**Provided passage**
^^^^^^^^^^^^^^^^

This article contains affiliate links to products selected by our editors. Mental Floss may receive a commission for purchases made through these links.

When the hit Star Wars series The Mandalorian premiered on Disney+ last fall, executives withheld merchandise to make sure viewers were surprised by the sudden appearance of The Child, a cooing puppet that appears to be of the same species as Jedi master Yoda. Knowing demand for toys and other items for "Baby Yoda" would be high, Disney stood firm.

Those days are over. Now, fans of the series can buy everything from The Child plush dolls to the space macarons the goblin-faced tyke munches on in the fourth episode of the show’s second season. The blue macarons, dubbed Nevarro Nummies after the name of the planet Mando and The Child landed on in the episode, are available at Williams Sonoma for $49.99.

Nevarro Nummies.Williams Sonoma

According to the company’s site, the “ethereal French-style almond macarons” are perfect for “capturing the essence of this scene.” Bear in mind the “essence” of the scene involves The Child throwing a Force tantrum by using his skills to swipe the cookies from a student’s desk while briefly placed at a school.

The precocious creature’s voracious appetite has been a running theme on the series, with some viewers taken aback by a scene in an earlier episode in which he devoured the eggs of a critically endangered frog species. (“Baby Yoda Canceled Amid Accusations of Genocide,” read the Vanity Fair headline.) What will Baby Yoda eat next, and can you buy it? Tune in this week to find out.

^^^^^^^^^^^^^^^^

**What this exercise asks**
1. Reproduce everything in the Baby Yoda article from "When the hit" down to "Sonoma for $49.99.".
2. Answer these questions using the Baby Yoda article:
(a) What price does Williams Sonoma charge for the Nevarro Nummies?
(b) In which episode and season does The Child eat the space macarons?
(c) In an earlier episode, what did The Child devour?

[Records from a data source]
^^^^^^^^^^^^^^^^

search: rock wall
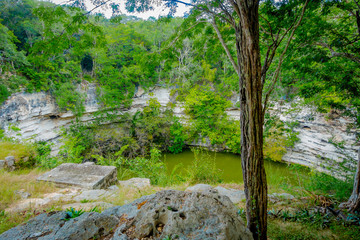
[0,84,357,171]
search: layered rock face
[0,84,357,171]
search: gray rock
[15,189,31,199]
[185,183,213,192]
[72,189,111,202]
[5,156,15,167]
[108,185,119,191]
[104,190,252,240]
[269,193,295,200]
[61,202,114,211]
[214,186,246,204]
[0,160,6,169]
[0,190,253,240]
[119,178,150,189]
[37,163,117,189]
[5,198,51,212]
[0,212,119,240]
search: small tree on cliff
[57,0,311,239]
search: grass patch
[0,169,56,211]
[0,141,35,161]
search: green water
[164,150,303,185]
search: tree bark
[345,148,360,212]
[236,0,267,239]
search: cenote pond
[164,150,305,185]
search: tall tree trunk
[344,148,360,212]
[236,0,267,239]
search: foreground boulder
[37,163,117,189]
[0,190,252,240]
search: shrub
[0,140,35,167]
[188,148,222,184]
[35,142,62,169]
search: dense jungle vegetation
[0,0,360,239]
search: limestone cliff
[0,84,357,170]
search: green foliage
[184,85,240,153]
[0,84,10,104]
[168,118,187,153]
[305,171,353,202]
[35,142,62,169]
[187,148,222,184]
[54,82,85,116]
[125,148,166,185]
[62,207,85,221]
[59,122,94,163]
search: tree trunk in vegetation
[236,0,267,239]
[345,148,360,212]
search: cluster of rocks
[0,84,357,171]
[0,190,253,240]
[0,156,15,171]
[185,184,245,204]
[37,162,117,189]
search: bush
[305,170,353,202]
[55,82,85,116]
[188,148,222,184]
[0,140,36,168]
[0,84,10,104]
[35,142,62,169]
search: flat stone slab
[37,163,117,189]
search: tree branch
[211,18,240,75]
[316,43,360,64]
[263,0,310,115]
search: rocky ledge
[0,84,357,171]
[0,190,252,240]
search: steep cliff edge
[0,84,357,171]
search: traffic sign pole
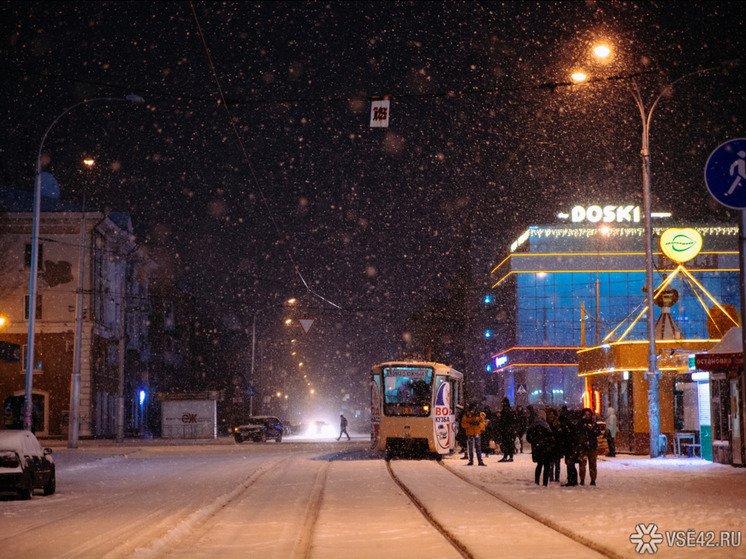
[705,138,746,465]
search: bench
[681,443,702,458]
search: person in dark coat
[544,406,562,483]
[578,408,601,485]
[498,398,515,462]
[337,413,350,441]
[526,415,555,487]
[482,406,497,456]
[557,406,580,487]
[456,409,469,460]
[515,406,529,454]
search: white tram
[371,361,464,460]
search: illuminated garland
[528,226,738,239]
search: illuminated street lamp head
[593,45,611,58]
[570,72,588,83]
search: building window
[710,379,730,442]
[23,294,42,320]
[21,344,41,374]
[23,243,44,270]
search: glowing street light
[249,298,298,416]
[573,42,721,458]
[593,45,611,58]
[570,72,588,83]
[23,95,145,431]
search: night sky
[0,1,746,406]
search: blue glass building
[485,206,740,421]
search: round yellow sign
[658,228,702,264]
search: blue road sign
[705,138,746,210]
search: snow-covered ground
[436,454,746,557]
[0,436,746,559]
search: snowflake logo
[629,524,663,555]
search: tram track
[386,460,474,559]
[440,462,622,559]
[386,462,622,559]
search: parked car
[0,429,57,499]
[233,415,283,443]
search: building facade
[0,190,155,437]
[485,205,740,458]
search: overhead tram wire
[189,1,341,309]
[2,60,663,114]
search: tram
[371,361,464,460]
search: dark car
[233,415,283,443]
[0,429,57,499]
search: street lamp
[573,47,720,458]
[250,299,297,417]
[23,95,145,431]
[67,158,95,448]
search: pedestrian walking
[337,413,350,441]
[557,406,580,487]
[515,406,529,454]
[578,408,601,485]
[544,406,562,483]
[461,404,487,466]
[456,409,469,460]
[498,398,515,462]
[526,414,554,487]
[606,407,616,456]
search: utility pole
[117,286,125,443]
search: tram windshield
[383,367,433,416]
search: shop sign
[570,206,640,223]
[694,351,743,371]
[658,227,702,264]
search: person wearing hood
[498,398,515,462]
[606,407,616,456]
[526,414,554,487]
[544,406,562,483]
[461,404,487,466]
[556,406,582,487]
[578,408,601,485]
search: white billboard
[161,400,218,439]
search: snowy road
[0,441,746,558]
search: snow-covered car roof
[0,429,52,461]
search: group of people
[457,398,528,466]
[457,398,617,487]
[526,406,617,487]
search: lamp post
[23,95,145,431]
[249,299,296,417]
[67,159,95,448]
[573,49,720,458]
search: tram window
[384,367,433,415]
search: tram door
[730,379,743,465]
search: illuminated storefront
[485,205,739,451]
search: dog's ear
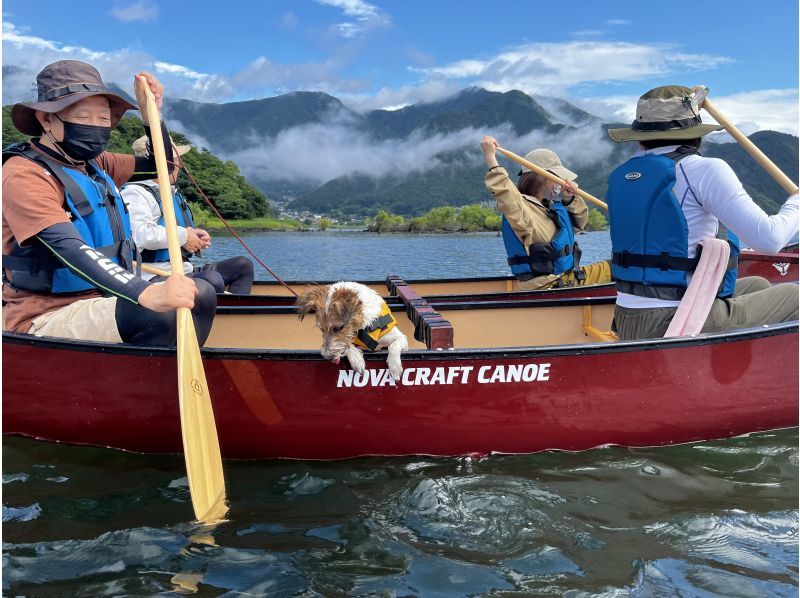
[294,285,329,320]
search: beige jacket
[484,166,589,289]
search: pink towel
[664,239,731,337]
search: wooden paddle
[692,85,798,195]
[140,77,228,523]
[133,262,172,276]
[496,147,608,211]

^^^^^^^^^^^^^^^^

**Answers by item number**
1.
When the hit Star Wars series The Mandalorian premiered on Disney+ last fall, executives withheld merchandise to make sure viewers were surprised by the sudden appearance of The Child, a cooing puppet that appears to be of the same species as Jedi master Yoda. Knowing demand for toys and other items for "Baby Yoda" would be high, Disney stood firm.

Those days are over. Now, fans of the series can buy everything from The Child plush dolls to the space macarons the goblin-faced tyke munches on in the fourth episode of the show’s second season. The blue macarons, dubbed Nevarro Nummies after the name of the planet Mando and The Child landed on in the episode, are available at Williams Sonoma for $49.99.

2.
(a) $49.99
(b) The fourth episode of the second season
(c) The eggs of a critically endangered frog species